- [Problem 1]:
Format the entries as a Markdown table with the columns "Row" and "Line", numbering each row and leaving out blank lines. Begin at the entry line that contains "Exercise. Find the frost-covered" and stop after the line that contains "pixel 312 304".

──────────────────────────────

Home
The government said that the armed forces had to move to ‘warfighting readiness’ and accepted the 62 recommendations of the Strategic Defence Review headed by the former defence secretary and head of Nato, Lord Robertson of Port Ellen. But the funding of the plans remained in doubt as the government insisted that a rise in defence spending to3 per cent by 2034 remained an ‘aspiration’; yet Nato was expected at this month’s summit to insist on a level of 3.5 per cent. The government committed £15 billion to its nuclear warhead programme; £1.5 billion to build six new munitions factories; an extra £1.5 billion for repairs to military housing; and the building of up to 12 conventionally armed nuclear-powered submarines. Power stations and airports would be defended by Home Guard volunteers. The Treasury sold its final shares in the NatWest Group, bought in the financial crisis of 2008. The US private equity company KKR pulled out of a£4 billion rescue deal for Thames Water.
Lord Hermer, the Attorney General, declared that he regretted a ‘clumsy’ comparison of advocates of withdrawing from the European Convention on Human Rights to members of the Nazi party. Nigel Farage, the Reform UK leader, visited Scotland for the first time in six years. The electors of Hamilton, Larkhall and Stonehouse voted for a new Member of the Scottish parliament. On one day 1,195 migrants arrived in England in small boats. John Healey, the Defence Secretary, pointed to the French police policy of not intervening with migrants in the water: ‘We saw the smugglers launching elsewhere and coming around like a taxi to pick them up.’
Robert Jenrick, the shadow justice secretary, released a video of himself challenging fare-dodgers on the London Underground to pay up. Paul Doyle, 53, a former Royal Marine and father of three, who was arrested after a car ploughed into crowds in Liverpool, faced trial on seven charges, including grievous bodily harm with intent and dangerous driving. A fourth man was arrested in connection with arson linked to Sir Keir Starmer’s properties in north London.

──────────────────────────────

- [Problem 2]:
Answer these questions from the news summary.
(a) How many recommendations of the Strategic Defence Review did the government accept?
(b) How many migrants arrived in England in small boats on one day?
(c) On how many charges did Paul Doyle face trial?

- [Task data]:

──────────────────────────────

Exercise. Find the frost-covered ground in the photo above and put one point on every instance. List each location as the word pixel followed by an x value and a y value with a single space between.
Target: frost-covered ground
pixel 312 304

──────────────────────────────

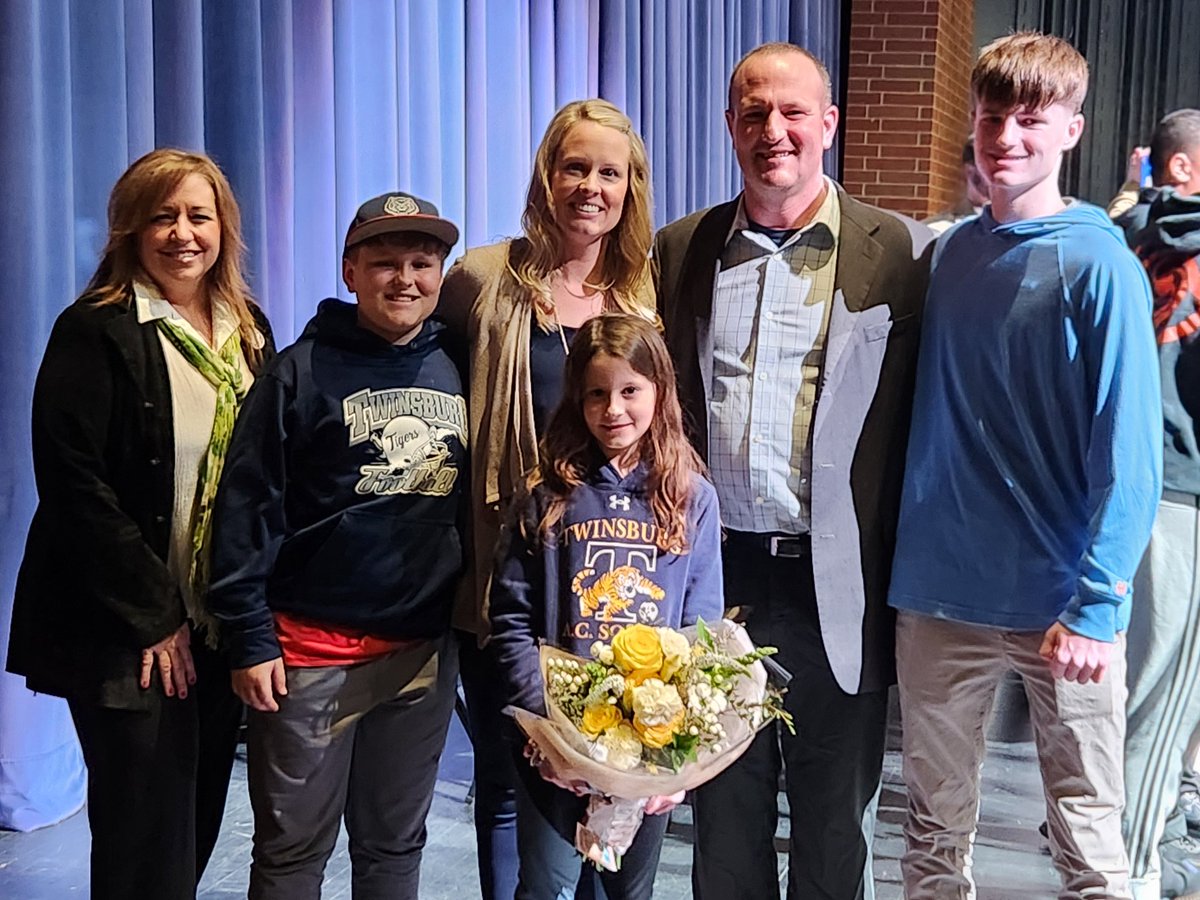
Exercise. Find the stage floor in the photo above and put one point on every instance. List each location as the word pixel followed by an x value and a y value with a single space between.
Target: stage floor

──────────────────────────────

- [Answer 1]:
| Row | Line |
|---|---|
| 1 | Exercise. Find the frost-covered ground in the photo above and put one point on every instance. List each location as the word pixel followed by an x value and a y value with a single space between. |
| 2 | Target: frost-covered ground |
| 3 | pixel 312 304 |

- [Answer 2]:
(a) 62
(b) 1,195
(c) Seven